:: EXTRACTED MATERIAL ::
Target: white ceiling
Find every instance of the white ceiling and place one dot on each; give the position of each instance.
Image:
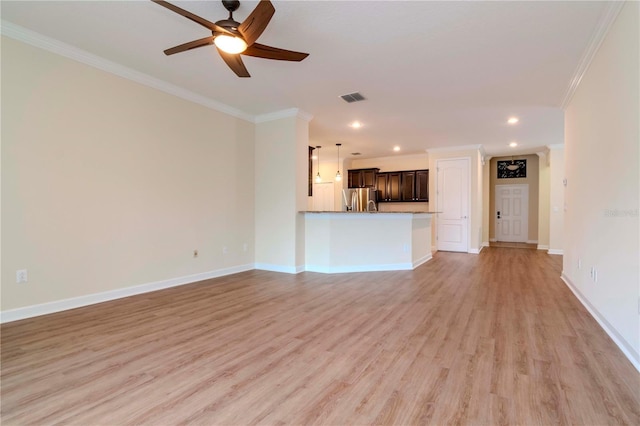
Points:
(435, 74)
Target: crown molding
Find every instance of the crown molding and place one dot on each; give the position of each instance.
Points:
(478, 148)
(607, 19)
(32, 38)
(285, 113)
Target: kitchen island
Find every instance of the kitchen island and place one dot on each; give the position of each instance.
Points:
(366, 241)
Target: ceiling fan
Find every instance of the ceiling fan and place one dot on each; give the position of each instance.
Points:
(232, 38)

---

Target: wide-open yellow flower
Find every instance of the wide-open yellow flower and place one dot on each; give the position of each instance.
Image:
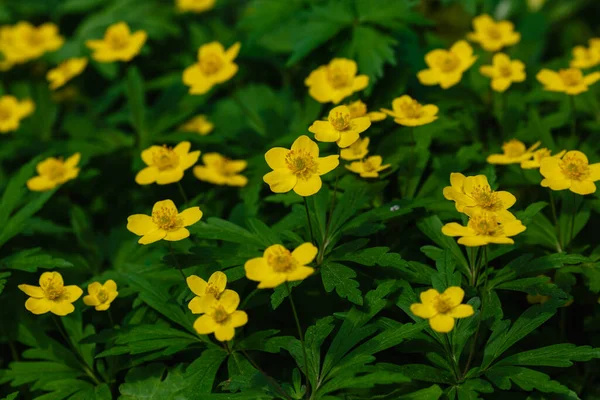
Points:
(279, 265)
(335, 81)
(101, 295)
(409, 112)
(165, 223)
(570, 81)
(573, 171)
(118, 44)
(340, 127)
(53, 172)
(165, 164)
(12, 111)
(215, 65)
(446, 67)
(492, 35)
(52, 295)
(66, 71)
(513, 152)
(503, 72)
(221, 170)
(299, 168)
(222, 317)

:: AIM OF THE EXERCISE ::
For this task, return exactly the stretch of the listing above from the line with "Find every instance of the white" through the line with "Target: kitchen island", inclusive and without pictures.

:: ANSWER BOX ::
Find every instance of the white ceiling and place one dot on each; give the position of each instance.
Image:
Points:
(435, 74)
Target: crown molding
Find every instance of the crown molding and place one dot on each; give the position of each instance.
Points:
(478, 148)
(607, 19)
(32, 38)
(285, 113)
Target: kitchen island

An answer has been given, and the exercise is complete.